WHAT IS EXPECTED
Pick out and copy each line of the records below that contains the string "leaf", treating uppercase and lowercase as different.

>> start DATA LINES

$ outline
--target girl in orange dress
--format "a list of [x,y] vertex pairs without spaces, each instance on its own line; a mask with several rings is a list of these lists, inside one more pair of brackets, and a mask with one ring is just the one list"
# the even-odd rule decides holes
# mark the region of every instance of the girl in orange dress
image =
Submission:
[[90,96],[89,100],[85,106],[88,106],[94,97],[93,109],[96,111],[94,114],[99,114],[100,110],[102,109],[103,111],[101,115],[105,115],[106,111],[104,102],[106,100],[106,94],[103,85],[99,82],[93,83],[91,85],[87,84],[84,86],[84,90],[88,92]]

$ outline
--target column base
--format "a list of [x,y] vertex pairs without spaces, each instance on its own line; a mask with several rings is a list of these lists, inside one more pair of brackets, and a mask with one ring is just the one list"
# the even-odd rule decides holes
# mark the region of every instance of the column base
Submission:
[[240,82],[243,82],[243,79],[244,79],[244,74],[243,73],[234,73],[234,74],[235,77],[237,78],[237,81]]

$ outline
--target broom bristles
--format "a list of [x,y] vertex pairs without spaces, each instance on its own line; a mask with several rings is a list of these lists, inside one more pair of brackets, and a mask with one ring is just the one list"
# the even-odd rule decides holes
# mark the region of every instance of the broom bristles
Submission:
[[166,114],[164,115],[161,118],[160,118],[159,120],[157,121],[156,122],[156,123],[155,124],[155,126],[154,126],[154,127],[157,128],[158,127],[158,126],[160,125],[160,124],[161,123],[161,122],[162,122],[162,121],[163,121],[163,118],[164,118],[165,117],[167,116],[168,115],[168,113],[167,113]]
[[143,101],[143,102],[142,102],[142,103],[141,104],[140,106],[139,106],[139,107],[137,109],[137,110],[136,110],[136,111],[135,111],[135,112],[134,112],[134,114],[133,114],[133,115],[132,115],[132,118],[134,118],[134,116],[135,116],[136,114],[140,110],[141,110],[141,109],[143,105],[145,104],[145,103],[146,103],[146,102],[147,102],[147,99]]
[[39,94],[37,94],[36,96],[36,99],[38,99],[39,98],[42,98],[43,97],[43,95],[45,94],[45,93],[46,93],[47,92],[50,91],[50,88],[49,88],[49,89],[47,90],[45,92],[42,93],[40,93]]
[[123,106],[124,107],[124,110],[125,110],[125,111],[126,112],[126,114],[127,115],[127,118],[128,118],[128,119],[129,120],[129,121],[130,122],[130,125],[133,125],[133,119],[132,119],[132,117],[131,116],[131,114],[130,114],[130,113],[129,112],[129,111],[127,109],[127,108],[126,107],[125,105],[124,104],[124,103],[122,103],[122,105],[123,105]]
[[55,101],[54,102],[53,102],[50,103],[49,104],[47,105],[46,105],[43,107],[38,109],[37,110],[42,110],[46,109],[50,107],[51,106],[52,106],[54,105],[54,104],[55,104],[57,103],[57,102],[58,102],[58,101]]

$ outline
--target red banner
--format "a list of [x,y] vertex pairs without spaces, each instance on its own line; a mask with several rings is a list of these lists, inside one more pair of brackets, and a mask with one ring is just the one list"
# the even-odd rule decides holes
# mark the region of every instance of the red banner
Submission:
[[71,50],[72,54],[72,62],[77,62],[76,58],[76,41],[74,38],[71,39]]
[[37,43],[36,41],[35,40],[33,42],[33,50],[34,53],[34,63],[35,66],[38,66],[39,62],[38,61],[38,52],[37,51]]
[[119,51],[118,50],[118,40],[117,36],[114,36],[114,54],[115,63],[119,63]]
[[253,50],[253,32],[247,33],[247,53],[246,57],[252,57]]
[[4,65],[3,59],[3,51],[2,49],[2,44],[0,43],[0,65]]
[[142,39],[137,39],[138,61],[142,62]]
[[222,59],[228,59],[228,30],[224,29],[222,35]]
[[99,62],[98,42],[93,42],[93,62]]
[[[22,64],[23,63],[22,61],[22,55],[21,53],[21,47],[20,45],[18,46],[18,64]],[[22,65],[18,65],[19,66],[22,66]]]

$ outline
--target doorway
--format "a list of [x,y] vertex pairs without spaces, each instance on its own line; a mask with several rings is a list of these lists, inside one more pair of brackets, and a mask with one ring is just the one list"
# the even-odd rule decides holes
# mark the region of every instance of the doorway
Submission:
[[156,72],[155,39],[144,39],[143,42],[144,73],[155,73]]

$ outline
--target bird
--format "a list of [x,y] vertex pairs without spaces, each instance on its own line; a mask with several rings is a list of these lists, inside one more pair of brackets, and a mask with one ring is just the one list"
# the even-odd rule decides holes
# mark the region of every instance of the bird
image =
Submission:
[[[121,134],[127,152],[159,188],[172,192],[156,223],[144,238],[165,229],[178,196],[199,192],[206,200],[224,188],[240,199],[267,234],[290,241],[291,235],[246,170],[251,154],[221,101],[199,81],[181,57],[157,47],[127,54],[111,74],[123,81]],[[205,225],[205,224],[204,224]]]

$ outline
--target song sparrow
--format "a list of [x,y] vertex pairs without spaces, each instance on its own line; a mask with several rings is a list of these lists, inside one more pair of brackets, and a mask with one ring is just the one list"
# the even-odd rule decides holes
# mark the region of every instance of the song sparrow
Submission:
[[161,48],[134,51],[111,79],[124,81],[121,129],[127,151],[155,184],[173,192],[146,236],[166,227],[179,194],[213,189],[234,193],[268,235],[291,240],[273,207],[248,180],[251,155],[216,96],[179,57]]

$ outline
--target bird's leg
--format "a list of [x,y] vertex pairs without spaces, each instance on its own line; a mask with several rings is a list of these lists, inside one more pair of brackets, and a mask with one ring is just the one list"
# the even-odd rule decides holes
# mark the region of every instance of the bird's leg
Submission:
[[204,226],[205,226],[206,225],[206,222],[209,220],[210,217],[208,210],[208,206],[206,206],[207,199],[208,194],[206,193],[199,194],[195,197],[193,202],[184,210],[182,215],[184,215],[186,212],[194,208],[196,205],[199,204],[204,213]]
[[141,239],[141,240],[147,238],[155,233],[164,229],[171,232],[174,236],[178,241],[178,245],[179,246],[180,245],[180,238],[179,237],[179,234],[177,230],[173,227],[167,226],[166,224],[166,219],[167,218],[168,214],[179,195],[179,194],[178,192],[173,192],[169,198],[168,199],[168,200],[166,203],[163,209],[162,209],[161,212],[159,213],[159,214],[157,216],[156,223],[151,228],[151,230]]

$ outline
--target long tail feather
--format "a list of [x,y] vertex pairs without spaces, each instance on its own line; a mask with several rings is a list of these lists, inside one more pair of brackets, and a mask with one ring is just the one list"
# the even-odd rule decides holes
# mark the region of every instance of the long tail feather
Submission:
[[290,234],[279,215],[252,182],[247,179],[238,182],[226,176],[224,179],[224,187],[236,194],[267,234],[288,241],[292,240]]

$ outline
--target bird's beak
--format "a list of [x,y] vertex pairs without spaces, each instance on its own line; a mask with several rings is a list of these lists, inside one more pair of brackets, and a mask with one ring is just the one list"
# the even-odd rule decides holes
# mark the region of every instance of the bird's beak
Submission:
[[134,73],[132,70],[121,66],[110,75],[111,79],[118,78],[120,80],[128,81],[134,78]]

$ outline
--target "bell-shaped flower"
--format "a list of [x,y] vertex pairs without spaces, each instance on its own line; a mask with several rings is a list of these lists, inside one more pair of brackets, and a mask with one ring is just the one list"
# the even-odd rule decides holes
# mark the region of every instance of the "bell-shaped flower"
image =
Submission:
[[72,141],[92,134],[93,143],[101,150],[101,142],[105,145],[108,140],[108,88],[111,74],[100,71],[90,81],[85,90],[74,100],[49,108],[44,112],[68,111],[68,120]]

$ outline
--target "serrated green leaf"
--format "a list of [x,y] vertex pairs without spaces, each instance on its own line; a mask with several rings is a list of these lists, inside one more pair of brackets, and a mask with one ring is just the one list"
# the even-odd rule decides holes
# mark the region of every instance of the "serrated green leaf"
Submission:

>> end DATA LINES

FINAL ANSWER
--target "serrated green leaf"
# mark the region of every instance of the "serrated green leaf"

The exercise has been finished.